## Stated problem
How many lines of the data below contain the string "lawn"? Case counts. Reply with the number only.
++++ Records supplied ++++
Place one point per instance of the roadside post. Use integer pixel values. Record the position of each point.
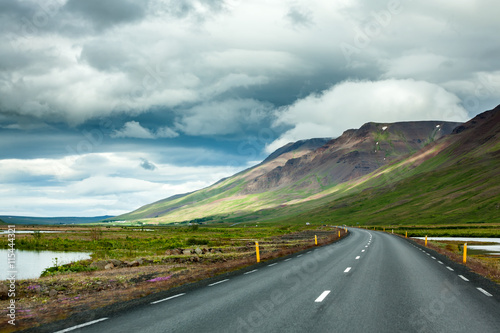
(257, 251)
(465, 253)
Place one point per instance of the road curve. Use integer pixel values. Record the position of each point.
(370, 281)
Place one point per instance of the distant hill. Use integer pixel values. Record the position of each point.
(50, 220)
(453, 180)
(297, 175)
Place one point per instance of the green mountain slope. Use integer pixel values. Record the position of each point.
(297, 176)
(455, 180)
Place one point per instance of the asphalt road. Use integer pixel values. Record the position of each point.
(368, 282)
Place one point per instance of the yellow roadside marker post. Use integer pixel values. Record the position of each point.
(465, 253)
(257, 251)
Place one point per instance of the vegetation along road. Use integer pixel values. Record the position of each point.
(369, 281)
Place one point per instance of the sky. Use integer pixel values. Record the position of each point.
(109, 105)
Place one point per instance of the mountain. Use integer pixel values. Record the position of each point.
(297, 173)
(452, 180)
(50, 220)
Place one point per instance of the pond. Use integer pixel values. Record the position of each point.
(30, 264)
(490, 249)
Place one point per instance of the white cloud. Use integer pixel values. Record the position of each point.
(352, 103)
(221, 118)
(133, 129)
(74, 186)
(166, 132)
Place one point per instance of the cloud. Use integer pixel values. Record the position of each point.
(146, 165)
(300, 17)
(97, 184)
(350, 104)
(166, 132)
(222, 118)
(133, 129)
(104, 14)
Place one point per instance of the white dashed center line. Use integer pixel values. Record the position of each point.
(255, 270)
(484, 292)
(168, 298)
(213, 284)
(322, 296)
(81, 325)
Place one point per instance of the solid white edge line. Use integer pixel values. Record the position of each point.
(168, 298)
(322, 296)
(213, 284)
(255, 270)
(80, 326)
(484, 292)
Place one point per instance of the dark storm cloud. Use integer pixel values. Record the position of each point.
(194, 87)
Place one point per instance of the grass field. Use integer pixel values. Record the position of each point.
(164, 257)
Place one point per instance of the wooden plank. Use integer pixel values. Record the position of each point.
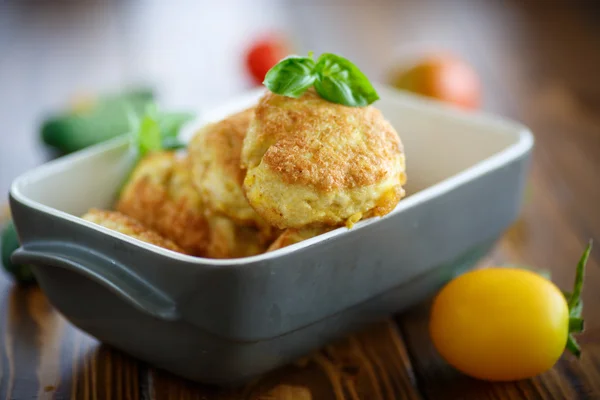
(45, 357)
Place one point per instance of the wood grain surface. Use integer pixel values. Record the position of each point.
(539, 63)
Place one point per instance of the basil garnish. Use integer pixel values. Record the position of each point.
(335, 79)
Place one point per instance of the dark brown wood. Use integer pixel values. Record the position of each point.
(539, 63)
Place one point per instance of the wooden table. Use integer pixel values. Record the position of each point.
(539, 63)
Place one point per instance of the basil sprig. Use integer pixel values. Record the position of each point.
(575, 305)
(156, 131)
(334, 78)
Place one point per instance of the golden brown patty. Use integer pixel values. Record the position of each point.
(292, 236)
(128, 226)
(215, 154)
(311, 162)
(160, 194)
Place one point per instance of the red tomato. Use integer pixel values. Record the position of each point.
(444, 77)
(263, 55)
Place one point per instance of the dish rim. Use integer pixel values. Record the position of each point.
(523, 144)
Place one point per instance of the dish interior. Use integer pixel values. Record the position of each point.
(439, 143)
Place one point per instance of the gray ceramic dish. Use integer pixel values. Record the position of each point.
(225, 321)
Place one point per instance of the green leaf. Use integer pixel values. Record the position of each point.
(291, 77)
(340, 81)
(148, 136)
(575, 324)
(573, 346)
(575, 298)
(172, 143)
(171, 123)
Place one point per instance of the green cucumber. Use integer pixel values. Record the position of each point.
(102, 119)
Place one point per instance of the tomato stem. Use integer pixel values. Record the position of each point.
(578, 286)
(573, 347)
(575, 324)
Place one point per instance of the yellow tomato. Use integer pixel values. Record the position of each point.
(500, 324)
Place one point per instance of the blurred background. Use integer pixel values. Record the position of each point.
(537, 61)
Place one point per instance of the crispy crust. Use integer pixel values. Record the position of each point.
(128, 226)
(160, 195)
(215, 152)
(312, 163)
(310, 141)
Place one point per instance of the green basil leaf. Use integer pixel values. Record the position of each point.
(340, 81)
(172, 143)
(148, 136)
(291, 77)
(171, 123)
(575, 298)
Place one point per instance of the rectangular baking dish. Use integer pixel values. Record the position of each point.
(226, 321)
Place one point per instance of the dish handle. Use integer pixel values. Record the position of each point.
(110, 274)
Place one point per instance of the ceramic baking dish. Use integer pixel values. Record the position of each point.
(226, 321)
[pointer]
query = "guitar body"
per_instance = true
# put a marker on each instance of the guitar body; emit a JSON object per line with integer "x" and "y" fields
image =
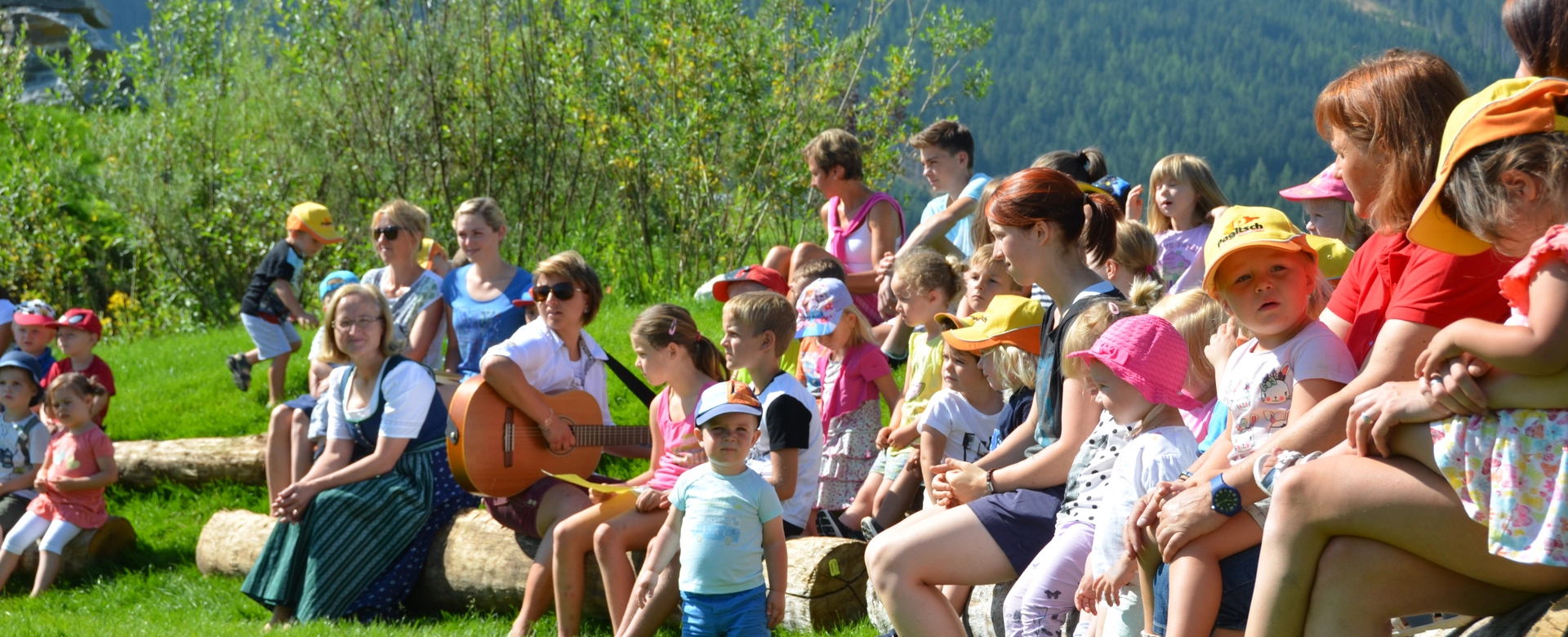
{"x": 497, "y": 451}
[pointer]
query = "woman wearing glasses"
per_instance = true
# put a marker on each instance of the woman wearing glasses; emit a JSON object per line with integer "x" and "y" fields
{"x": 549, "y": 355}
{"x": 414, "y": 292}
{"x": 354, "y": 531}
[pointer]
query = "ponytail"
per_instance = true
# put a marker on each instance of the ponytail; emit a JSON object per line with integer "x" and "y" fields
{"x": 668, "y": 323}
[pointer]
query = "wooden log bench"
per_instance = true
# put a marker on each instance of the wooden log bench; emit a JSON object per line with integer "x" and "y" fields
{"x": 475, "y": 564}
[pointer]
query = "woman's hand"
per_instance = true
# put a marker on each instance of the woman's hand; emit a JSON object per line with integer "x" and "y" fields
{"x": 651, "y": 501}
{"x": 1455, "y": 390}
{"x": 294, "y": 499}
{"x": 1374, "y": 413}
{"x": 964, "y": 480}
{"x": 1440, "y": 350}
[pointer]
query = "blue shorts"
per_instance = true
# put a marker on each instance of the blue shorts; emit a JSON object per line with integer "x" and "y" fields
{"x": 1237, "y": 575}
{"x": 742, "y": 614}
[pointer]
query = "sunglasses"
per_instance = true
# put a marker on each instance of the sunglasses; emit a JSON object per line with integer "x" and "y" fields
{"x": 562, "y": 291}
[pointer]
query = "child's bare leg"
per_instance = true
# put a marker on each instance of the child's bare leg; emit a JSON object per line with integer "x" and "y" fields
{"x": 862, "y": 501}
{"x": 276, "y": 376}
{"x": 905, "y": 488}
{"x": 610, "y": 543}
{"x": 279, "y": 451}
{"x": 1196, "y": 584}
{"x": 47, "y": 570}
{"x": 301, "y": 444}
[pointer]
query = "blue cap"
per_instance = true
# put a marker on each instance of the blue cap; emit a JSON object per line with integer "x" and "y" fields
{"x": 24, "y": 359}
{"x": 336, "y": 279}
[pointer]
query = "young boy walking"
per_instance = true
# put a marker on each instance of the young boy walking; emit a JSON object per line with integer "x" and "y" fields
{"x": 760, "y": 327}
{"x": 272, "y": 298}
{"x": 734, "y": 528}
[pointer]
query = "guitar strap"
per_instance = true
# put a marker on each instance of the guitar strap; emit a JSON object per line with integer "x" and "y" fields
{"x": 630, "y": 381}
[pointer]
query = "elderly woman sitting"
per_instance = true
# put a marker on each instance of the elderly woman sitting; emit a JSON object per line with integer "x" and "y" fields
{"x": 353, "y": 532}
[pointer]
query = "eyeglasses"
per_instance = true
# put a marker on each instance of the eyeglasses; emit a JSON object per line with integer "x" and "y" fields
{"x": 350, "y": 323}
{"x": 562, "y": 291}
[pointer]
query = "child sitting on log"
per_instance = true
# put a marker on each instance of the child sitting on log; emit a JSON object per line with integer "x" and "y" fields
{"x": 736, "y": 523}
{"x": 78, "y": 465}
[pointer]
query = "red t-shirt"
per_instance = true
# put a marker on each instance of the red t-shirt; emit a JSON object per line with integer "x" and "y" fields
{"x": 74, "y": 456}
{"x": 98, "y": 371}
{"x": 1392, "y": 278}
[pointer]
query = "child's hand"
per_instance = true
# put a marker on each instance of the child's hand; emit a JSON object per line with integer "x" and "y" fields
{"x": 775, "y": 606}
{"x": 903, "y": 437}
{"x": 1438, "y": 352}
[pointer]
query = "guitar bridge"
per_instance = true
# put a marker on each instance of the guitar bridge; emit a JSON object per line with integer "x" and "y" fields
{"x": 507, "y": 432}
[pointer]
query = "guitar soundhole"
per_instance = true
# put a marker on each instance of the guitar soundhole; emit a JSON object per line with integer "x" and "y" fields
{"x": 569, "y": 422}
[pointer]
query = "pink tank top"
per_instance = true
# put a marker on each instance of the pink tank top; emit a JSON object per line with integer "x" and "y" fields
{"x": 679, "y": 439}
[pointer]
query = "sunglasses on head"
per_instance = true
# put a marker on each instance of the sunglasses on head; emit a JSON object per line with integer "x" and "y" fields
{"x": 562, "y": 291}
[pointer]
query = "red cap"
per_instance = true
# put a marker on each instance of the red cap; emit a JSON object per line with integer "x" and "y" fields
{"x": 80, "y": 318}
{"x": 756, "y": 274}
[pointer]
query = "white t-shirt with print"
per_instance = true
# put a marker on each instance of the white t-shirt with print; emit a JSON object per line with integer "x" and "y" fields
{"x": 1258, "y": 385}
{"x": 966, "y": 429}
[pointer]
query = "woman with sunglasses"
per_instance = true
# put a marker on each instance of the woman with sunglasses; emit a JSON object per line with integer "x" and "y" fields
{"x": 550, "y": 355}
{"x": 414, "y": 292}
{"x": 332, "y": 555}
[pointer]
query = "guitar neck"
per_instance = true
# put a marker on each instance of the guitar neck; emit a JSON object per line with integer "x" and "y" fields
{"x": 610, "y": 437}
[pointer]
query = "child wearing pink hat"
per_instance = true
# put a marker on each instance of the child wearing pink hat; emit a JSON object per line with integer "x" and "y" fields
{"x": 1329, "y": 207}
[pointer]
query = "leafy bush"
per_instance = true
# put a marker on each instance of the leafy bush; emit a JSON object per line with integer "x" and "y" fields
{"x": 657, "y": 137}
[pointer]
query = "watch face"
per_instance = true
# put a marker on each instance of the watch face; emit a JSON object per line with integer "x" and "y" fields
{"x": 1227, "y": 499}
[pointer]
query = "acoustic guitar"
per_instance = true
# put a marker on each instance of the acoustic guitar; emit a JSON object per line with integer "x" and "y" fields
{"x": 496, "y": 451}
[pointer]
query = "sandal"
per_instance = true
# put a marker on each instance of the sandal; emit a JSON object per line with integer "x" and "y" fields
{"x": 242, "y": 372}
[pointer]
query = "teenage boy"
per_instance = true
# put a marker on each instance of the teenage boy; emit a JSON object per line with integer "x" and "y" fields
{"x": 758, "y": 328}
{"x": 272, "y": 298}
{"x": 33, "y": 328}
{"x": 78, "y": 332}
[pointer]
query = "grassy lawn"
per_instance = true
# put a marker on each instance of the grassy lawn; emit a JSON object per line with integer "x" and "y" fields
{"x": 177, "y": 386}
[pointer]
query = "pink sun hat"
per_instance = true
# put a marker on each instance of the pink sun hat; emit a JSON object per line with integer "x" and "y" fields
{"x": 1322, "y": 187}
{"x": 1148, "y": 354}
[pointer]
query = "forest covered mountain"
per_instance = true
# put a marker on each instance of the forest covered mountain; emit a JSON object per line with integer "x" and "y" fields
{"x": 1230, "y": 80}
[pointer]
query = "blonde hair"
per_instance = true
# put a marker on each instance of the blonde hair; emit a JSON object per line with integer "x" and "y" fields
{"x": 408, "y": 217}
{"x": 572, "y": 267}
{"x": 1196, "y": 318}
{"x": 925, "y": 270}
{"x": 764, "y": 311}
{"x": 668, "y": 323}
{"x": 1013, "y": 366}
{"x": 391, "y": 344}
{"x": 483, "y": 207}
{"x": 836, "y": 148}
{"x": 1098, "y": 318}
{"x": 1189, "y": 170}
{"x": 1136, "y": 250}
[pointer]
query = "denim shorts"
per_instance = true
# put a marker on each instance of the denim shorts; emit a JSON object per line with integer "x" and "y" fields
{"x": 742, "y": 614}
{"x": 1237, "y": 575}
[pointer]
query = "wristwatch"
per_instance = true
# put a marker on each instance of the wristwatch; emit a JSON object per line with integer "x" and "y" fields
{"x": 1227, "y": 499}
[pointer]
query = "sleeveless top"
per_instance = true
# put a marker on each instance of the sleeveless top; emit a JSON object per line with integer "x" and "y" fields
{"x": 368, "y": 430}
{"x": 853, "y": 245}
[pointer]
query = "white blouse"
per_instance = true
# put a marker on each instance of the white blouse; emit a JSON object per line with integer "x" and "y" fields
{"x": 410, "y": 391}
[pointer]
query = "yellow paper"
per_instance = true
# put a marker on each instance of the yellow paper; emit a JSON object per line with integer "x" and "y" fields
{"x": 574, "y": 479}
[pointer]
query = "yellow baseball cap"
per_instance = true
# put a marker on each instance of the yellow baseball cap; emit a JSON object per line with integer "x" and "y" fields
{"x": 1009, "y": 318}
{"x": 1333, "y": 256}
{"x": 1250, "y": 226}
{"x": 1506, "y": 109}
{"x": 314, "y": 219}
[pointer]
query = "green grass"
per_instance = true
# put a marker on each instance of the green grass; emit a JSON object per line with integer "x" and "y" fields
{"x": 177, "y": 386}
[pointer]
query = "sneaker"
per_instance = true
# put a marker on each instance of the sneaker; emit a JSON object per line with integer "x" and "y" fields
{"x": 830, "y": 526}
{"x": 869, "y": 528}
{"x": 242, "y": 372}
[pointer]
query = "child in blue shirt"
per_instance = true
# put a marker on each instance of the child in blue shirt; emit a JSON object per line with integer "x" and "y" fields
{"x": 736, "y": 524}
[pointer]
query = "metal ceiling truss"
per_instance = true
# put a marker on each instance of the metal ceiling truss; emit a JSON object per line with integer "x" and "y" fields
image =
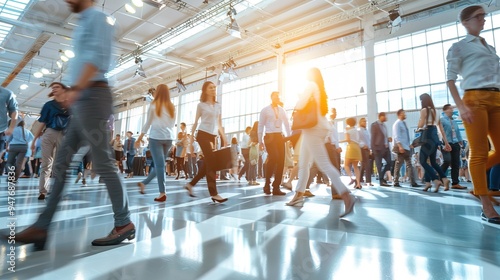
++++
## Written answer
2